┏━━

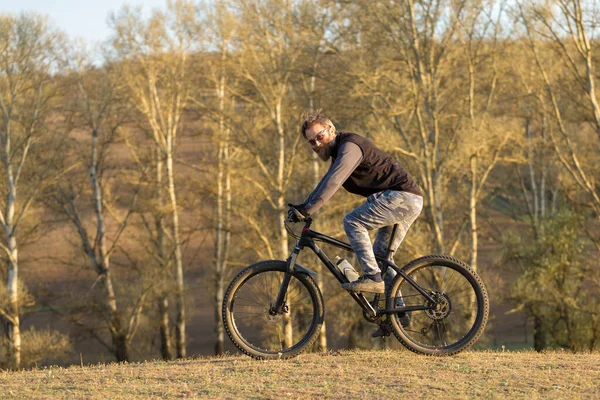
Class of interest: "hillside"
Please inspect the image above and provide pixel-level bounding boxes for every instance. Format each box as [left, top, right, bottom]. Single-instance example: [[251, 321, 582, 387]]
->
[[1, 350, 599, 399]]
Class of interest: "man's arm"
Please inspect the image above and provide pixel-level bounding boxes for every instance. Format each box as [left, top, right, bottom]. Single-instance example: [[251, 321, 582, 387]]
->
[[303, 141, 363, 215]]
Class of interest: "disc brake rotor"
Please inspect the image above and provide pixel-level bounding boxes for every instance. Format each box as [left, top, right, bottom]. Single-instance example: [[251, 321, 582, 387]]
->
[[263, 303, 286, 323], [425, 292, 452, 320]]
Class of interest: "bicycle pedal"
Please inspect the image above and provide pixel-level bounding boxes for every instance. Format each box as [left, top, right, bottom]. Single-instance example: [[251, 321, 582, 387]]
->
[[371, 326, 392, 338]]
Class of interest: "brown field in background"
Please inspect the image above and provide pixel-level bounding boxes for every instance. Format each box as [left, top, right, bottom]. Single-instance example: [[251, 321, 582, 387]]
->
[[12, 110, 531, 365], [19, 214, 528, 365], [1, 349, 599, 399]]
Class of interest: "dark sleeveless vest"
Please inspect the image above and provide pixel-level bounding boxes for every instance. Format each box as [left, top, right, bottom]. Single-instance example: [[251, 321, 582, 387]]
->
[[332, 132, 422, 197]]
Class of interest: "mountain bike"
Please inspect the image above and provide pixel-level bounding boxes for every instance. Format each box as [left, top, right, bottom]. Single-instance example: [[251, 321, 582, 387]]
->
[[222, 215, 489, 360]]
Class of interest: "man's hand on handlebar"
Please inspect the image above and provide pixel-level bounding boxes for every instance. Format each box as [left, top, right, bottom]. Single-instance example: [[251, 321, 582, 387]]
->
[[287, 203, 308, 222]]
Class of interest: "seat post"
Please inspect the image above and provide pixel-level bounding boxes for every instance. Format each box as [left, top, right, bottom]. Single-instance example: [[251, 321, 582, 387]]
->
[[386, 224, 399, 261]]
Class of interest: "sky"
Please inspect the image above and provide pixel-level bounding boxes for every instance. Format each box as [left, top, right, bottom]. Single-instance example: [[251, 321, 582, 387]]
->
[[3, 0, 169, 44]]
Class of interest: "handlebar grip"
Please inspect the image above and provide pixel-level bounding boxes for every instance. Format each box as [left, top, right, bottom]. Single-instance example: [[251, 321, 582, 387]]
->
[[291, 208, 306, 221], [287, 204, 306, 222]]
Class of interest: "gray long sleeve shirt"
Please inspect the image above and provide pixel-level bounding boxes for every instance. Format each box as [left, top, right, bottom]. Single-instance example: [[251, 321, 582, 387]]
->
[[304, 141, 363, 215]]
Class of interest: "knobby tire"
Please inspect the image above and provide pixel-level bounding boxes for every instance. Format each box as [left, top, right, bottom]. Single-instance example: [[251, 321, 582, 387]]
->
[[222, 260, 324, 360], [387, 255, 489, 356]]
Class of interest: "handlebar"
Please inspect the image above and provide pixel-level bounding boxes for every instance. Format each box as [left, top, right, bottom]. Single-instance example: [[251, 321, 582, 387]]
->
[[288, 207, 306, 222], [302, 217, 313, 229], [285, 206, 313, 237]]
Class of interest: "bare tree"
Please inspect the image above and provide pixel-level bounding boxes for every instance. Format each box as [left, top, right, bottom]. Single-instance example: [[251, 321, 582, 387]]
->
[[348, 0, 474, 254], [197, 1, 237, 355], [457, 1, 512, 271], [53, 47, 148, 362], [230, 0, 303, 261], [110, 0, 198, 358], [227, 0, 307, 348], [0, 13, 64, 369], [295, 0, 344, 352], [343, 0, 517, 268], [519, 0, 600, 243], [515, 0, 600, 351]]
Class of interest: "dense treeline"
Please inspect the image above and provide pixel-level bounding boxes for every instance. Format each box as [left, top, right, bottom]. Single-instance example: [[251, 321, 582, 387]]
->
[[1, 0, 600, 369]]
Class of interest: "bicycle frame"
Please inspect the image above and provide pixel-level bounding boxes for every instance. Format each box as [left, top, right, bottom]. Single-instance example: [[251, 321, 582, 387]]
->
[[273, 217, 438, 318]]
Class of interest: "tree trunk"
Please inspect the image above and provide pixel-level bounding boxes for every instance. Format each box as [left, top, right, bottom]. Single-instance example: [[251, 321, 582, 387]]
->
[[312, 151, 327, 351], [307, 69, 327, 352], [214, 140, 225, 356], [469, 155, 478, 272], [114, 332, 130, 363], [406, 0, 446, 254], [580, 7, 600, 138], [166, 143, 186, 358], [533, 315, 546, 352], [3, 134, 21, 369], [90, 129, 129, 362], [158, 297, 172, 359], [217, 139, 231, 354], [6, 237, 21, 370], [525, 118, 542, 239], [540, 114, 548, 234], [213, 62, 232, 355], [424, 168, 445, 254], [0, 13, 59, 370], [590, 315, 599, 351], [155, 148, 173, 360], [213, 141, 229, 355], [104, 271, 129, 362], [219, 138, 232, 354], [214, 279, 225, 355], [274, 104, 292, 349]]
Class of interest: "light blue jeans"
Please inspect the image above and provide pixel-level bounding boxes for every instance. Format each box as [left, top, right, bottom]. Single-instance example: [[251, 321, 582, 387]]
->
[[343, 190, 423, 282]]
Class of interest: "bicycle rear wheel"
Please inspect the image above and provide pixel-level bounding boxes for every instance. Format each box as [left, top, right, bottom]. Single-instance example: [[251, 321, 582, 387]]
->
[[387, 255, 489, 355], [222, 260, 324, 359]]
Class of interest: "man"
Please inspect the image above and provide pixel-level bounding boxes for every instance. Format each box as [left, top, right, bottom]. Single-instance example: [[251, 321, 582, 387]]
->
[[288, 111, 423, 295]]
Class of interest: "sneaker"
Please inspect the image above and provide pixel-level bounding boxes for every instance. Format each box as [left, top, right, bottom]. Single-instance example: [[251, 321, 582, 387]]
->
[[393, 296, 411, 328], [371, 326, 391, 338], [371, 327, 387, 338], [399, 312, 411, 328], [341, 276, 385, 294], [371, 318, 392, 338]]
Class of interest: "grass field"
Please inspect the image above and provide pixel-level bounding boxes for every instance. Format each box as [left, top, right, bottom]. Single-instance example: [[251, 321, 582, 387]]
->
[[1, 349, 599, 399]]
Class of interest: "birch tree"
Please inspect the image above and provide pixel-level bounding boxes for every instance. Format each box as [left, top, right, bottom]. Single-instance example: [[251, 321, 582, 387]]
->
[[227, 0, 309, 347], [0, 13, 64, 369], [349, 0, 473, 254], [295, 0, 344, 352], [513, 0, 600, 350], [54, 48, 148, 362], [197, 1, 236, 355], [230, 0, 303, 263], [455, 1, 513, 271], [110, 0, 197, 358], [519, 0, 600, 249], [511, 43, 561, 241], [345, 0, 514, 264]]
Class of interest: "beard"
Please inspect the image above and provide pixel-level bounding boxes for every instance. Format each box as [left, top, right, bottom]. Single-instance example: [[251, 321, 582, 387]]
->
[[316, 140, 334, 161]]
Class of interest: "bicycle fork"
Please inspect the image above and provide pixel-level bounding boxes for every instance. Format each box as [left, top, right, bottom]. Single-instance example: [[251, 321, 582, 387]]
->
[[270, 245, 300, 315]]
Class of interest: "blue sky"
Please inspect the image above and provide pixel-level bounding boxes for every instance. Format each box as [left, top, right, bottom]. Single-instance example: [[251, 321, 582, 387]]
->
[[3, 0, 169, 44]]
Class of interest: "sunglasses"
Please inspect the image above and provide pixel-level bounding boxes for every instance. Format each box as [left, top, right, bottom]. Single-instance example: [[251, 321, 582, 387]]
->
[[307, 128, 328, 146]]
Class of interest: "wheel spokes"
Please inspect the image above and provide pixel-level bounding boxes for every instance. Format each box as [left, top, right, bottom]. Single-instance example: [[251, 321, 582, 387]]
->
[[231, 271, 316, 353], [394, 263, 480, 350]]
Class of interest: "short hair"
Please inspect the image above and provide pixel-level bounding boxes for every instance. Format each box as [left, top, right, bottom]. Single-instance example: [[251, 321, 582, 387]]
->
[[300, 110, 336, 139]]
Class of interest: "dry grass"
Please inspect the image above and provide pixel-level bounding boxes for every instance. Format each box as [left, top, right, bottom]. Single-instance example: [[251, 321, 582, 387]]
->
[[1, 349, 599, 399]]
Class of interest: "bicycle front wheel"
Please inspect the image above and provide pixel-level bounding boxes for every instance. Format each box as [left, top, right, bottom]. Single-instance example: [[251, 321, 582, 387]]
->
[[387, 255, 489, 355], [222, 260, 324, 359]]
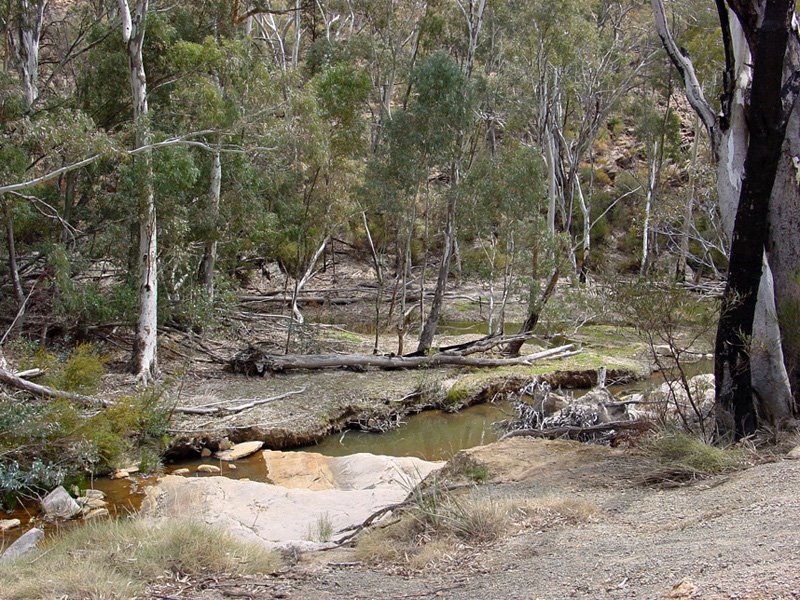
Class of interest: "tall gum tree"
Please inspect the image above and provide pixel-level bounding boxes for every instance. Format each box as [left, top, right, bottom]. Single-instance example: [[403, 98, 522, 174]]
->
[[119, 0, 158, 383], [651, 0, 800, 436]]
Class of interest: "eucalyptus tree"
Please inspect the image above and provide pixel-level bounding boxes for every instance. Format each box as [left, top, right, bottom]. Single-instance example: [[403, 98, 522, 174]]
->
[[652, 0, 800, 436], [117, 0, 158, 383], [6, 0, 47, 108]]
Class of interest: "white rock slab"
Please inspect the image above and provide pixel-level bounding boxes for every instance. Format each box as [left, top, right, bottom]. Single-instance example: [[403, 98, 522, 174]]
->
[[143, 451, 443, 550]]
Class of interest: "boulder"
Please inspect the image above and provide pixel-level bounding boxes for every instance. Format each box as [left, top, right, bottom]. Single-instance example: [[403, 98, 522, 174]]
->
[[172, 468, 191, 475], [214, 441, 264, 461], [82, 489, 105, 500], [786, 445, 800, 460], [0, 528, 44, 562], [41, 486, 81, 519], [111, 469, 130, 480], [200, 448, 212, 458], [0, 519, 21, 532], [197, 464, 221, 474]]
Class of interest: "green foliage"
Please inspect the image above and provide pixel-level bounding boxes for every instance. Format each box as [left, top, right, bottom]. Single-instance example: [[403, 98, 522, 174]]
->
[[0, 384, 172, 508], [20, 342, 106, 394]]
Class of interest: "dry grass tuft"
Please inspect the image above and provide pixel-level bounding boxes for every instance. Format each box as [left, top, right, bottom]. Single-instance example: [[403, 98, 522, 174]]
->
[[0, 519, 281, 600], [355, 486, 599, 569]]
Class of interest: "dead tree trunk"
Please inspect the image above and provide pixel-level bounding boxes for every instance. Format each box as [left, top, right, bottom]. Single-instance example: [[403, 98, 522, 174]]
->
[[505, 268, 560, 356], [713, 0, 795, 439]]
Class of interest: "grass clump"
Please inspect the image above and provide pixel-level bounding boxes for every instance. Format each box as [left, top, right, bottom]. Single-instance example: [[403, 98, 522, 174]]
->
[[0, 519, 281, 600], [639, 431, 748, 486], [307, 512, 334, 542], [646, 432, 743, 472]]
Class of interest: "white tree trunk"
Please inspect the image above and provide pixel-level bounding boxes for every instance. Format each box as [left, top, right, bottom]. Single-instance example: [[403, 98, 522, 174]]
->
[[119, 0, 157, 383], [200, 149, 222, 302], [9, 0, 47, 108], [544, 125, 557, 234], [641, 141, 658, 276], [714, 15, 793, 422], [651, 0, 794, 420], [292, 0, 301, 68]]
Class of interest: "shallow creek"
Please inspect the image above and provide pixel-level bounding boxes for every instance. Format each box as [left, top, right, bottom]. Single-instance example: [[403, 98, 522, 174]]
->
[[1, 359, 712, 547]]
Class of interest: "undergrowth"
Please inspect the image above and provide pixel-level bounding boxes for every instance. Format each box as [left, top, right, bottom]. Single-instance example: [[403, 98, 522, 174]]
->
[[0, 519, 281, 599], [0, 344, 172, 508]]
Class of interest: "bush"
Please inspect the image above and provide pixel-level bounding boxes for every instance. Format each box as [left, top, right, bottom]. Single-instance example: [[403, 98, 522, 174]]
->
[[0, 388, 172, 508]]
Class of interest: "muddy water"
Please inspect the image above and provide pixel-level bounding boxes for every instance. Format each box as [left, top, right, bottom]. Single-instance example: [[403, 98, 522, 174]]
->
[[298, 402, 508, 461]]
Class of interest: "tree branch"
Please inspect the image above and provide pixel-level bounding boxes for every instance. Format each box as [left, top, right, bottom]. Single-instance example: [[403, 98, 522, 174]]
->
[[651, 0, 719, 151]]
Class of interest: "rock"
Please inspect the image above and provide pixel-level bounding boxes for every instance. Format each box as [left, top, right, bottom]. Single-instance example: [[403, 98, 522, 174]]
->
[[78, 497, 107, 510], [82, 489, 105, 500], [111, 469, 130, 479], [200, 448, 212, 458], [654, 344, 675, 357], [197, 464, 221, 474], [214, 441, 264, 461], [664, 578, 700, 599], [172, 468, 191, 475], [41, 486, 81, 519], [0, 528, 44, 562], [228, 464, 237, 470], [0, 519, 21, 532], [786, 445, 800, 460], [218, 437, 234, 451], [84, 508, 110, 520], [143, 451, 444, 550]]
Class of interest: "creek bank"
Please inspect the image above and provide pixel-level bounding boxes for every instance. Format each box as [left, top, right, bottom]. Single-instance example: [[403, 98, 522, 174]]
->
[[165, 366, 641, 460]]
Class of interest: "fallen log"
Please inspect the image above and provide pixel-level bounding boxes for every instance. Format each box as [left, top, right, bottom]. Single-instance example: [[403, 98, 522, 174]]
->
[[498, 420, 653, 442], [0, 366, 115, 407], [230, 344, 579, 375], [172, 388, 306, 415]]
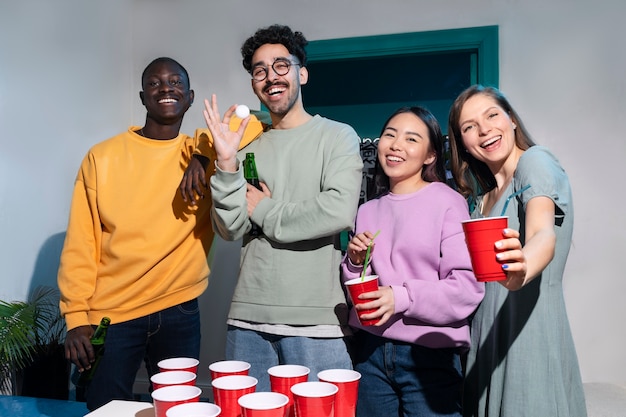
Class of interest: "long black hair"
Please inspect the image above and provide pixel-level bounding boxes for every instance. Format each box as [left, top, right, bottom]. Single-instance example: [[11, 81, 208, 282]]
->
[[370, 106, 446, 198]]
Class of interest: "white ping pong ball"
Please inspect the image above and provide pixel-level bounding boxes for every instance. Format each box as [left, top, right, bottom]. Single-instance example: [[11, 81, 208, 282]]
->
[[235, 104, 250, 119]]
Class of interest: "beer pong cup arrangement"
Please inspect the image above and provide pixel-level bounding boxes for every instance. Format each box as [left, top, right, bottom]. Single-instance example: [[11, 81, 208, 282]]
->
[[151, 370, 197, 390], [238, 392, 289, 417], [344, 275, 380, 326], [268, 364, 310, 417], [461, 216, 508, 282], [209, 360, 251, 380], [317, 369, 361, 417], [166, 402, 221, 417], [151, 385, 202, 417], [290, 381, 338, 417], [158, 357, 200, 374], [211, 374, 258, 417]]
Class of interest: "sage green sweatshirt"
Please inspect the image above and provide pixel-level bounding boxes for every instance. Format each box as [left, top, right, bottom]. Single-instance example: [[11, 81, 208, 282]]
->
[[210, 115, 363, 326]]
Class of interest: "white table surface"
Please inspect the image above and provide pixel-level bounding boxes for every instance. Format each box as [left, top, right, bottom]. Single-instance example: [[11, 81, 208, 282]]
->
[[85, 400, 154, 417]]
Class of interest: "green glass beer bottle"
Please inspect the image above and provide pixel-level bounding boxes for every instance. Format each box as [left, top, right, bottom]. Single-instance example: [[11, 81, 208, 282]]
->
[[77, 317, 111, 386], [243, 153, 262, 236]]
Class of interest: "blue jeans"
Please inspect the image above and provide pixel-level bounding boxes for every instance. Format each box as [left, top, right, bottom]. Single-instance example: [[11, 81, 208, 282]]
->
[[225, 325, 353, 392], [352, 331, 462, 417], [84, 299, 201, 411]]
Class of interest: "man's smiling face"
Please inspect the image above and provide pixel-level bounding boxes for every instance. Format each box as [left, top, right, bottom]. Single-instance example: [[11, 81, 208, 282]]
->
[[140, 60, 194, 126], [250, 43, 306, 118]]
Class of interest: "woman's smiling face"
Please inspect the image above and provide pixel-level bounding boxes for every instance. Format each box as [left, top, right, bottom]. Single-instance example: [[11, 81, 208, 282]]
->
[[378, 112, 435, 193], [458, 93, 517, 167]]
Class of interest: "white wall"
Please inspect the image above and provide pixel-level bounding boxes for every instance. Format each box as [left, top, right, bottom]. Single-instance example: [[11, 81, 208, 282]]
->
[[1, 0, 624, 388]]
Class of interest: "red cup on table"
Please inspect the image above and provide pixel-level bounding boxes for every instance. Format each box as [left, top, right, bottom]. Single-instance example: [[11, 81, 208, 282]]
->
[[211, 374, 258, 417], [158, 357, 200, 374], [238, 392, 289, 417], [166, 402, 221, 417], [290, 381, 338, 417], [209, 360, 251, 380], [268, 364, 310, 417], [461, 216, 508, 282], [317, 369, 361, 417], [151, 370, 197, 390], [344, 275, 380, 325], [151, 385, 202, 417]]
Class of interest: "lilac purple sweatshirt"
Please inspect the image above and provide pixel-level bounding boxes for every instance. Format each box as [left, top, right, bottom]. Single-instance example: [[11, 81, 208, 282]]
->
[[342, 182, 484, 349]]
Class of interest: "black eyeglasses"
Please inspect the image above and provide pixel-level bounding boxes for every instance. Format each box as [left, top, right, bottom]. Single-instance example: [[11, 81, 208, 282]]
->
[[251, 59, 300, 82]]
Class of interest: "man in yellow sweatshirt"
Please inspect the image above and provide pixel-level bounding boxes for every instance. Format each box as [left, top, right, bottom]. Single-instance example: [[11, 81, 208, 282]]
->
[[57, 57, 263, 410]]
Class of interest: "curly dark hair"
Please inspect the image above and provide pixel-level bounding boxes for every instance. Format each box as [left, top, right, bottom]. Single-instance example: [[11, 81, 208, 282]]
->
[[241, 24, 309, 73]]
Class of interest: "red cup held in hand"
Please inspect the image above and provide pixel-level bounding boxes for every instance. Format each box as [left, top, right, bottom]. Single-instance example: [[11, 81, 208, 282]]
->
[[462, 216, 508, 282], [344, 275, 380, 325]]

┗━━

### What you will do
Which lines above hold the string "field"? Copy every one of them.

### Task solution
Class of interest: "brown field in background"
Class of interest: "grass field"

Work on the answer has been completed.